** start **

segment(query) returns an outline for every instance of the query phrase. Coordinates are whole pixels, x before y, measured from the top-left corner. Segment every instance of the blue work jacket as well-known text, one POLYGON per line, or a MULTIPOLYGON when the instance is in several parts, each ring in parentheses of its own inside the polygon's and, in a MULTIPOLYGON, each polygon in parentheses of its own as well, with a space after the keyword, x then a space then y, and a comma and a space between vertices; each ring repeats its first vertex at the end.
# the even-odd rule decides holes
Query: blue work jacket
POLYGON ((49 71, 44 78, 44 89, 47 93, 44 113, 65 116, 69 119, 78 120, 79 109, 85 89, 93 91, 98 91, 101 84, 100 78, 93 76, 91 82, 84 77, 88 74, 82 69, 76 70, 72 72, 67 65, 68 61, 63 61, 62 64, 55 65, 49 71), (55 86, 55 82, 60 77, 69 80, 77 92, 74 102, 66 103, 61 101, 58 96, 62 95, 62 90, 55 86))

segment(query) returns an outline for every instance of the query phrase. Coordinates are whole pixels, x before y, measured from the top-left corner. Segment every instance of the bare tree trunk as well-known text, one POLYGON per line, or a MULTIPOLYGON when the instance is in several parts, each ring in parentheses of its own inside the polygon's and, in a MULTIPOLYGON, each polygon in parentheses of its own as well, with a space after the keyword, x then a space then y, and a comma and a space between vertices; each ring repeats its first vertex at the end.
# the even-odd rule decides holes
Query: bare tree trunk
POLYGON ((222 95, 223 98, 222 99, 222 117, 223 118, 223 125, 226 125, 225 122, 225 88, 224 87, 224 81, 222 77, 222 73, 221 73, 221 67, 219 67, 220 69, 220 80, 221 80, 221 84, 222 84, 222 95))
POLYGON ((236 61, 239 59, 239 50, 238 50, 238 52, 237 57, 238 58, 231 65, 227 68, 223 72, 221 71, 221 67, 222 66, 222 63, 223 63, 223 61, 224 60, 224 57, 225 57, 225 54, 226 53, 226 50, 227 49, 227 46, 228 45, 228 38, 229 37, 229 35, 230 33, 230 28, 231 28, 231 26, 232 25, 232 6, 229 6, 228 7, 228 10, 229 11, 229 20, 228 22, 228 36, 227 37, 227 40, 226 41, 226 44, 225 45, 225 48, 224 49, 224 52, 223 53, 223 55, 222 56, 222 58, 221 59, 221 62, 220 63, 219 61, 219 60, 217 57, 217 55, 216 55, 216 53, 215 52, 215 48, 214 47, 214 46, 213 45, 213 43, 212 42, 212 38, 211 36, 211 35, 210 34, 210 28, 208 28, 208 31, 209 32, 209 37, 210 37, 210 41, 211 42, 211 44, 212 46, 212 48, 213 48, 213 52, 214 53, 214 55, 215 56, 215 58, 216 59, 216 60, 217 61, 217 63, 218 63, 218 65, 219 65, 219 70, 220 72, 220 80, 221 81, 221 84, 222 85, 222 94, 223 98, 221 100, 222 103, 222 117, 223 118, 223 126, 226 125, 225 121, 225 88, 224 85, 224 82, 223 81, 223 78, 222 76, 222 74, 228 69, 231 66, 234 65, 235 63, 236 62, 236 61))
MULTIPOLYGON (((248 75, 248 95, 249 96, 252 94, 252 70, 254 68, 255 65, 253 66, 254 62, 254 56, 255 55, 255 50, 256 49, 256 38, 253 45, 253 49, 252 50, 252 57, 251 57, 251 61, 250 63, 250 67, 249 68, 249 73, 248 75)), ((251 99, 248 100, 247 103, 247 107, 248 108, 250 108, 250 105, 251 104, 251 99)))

** end **

* [WHAT YOU HAVE TO DO] Lay out every line of the data above as a numbered list, leaving out any blank lines.

* [WRITTEN RESPONSE]
1. segment(query) returns an outline for every instance of the query phrase. Coordinates are whole pixels, x before y, measured from the top-left corner. Segment every instance of the blue work jacket as well-known text, one POLYGON per line, or a MULTIPOLYGON when the instance is in several parts, each ring in parentheses of its own inside the polygon's and, in a MULTIPOLYGON, each polygon in parentheses of its own as well, with a space after the keyword, x then a space then y, and a comma and a space between vertices; each ring repeats its first vertex at the end.
2. # the even-odd rule decides holes
3. Query: blue work jacket
4. POLYGON ((49 71, 44 78, 44 89, 47 93, 44 113, 65 116, 69 119, 78 120, 79 109, 85 89, 93 91, 98 91, 101 84, 100 78, 93 76, 91 82, 84 77, 88 74, 82 69, 76 70, 72 72, 67 65, 68 61, 63 61, 62 64, 55 65, 49 71), (55 86, 55 82, 60 77, 69 80, 77 92, 74 102, 66 103, 61 101, 58 96, 62 95, 62 90, 55 86))
5. segment(query) returns an outline for every instance of the query phrase. Coordinates are whole pixels, x before y, measured from the top-left corner. Segment every instance of the bare tree trunk as well-known text, one POLYGON per line, or a MULTIPOLYGON when the instance is in several parts, each ring in parentheses of its own inside the polygon's and, in a MULTIPOLYGON, each polygon in parentheses of its own as well, with a space after the keyword, x then a space then y, and a comma and a space between vertices; each ring repeats its first vertex at the end.
6. # the even-odd rule decides holes
7. Query: bare tree trunk
8. POLYGON ((222 95, 223 98, 222 99, 222 117, 223 118, 223 125, 226 125, 225 122, 225 88, 224 87, 224 81, 222 77, 222 73, 221 73, 221 67, 219 67, 220 69, 220 80, 221 80, 221 84, 222 84, 222 95))
9. POLYGON ((236 61, 239 59, 239 50, 238 50, 238 52, 237 57, 238 58, 231 65, 227 68, 223 72, 221 71, 221 67, 222 66, 222 63, 223 63, 223 61, 224 60, 224 57, 225 57, 225 54, 226 53, 226 50, 227 49, 227 46, 228 45, 228 38, 229 37, 229 35, 230 33, 230 28, 231 28, 231 26, 232 25, 232 6, 229 6, 228 7, 228 10, 229 11, 229 20, 228 22, 228 36, 227 37, 227 40, 226 41, 226 44, 225 45, 225 48, 224 49, 224 52, 223 53, 223 55, 222 56, 222 58, 221 59, 221 62, 220 63, 219 61, 219 60, 217 57, 217 55, 216 55, 216 53, 215 52, 215 48, 214 47, 214 46, 213 45, 213 43, 212 42, 212 38, 211 36, 211 35, 210 34, 210 28, 208 28, 208 31, 209 32, 209 37, 210 37, 210 41, 211 42, 211 44, 212 46, 212 48, 213 48, 213 52, 214 53, 214 55, 215 56, 215 58, 216 59, 216 60, 217 61, 217 63, 218 63, 218 65, 219 65, 219 70, 220 72, 220 80, 221 81, 221 84, 222 85, 222 94, 223 98, 221 100, 222 103, 222 117, 223 118, 223 126, 226 125, 225 121, 225 88, 224 85, 224 82, 223 81, 223 78, 222 76, 222 74, 228 69, 231 66, 234 65, 235 63, 236 62, 236 61))
10. MULTIPOLYGON (((248 75, 248 95, 249 96, 252 94, 252 70, 254 68, 255 65, 253 66, 254 62, 254 56, 255 55, 255 50, 256 49, 256 38, 253 45, 253 49, 252 50, 252 57, 251 57, 251 61, 250 63, 250 67, 249 68, 249 73, 248 75)), ((251 99, 248 100, 247 103, 247 107, 248 108, 250 108, 250 105, 251 104, 251 99)))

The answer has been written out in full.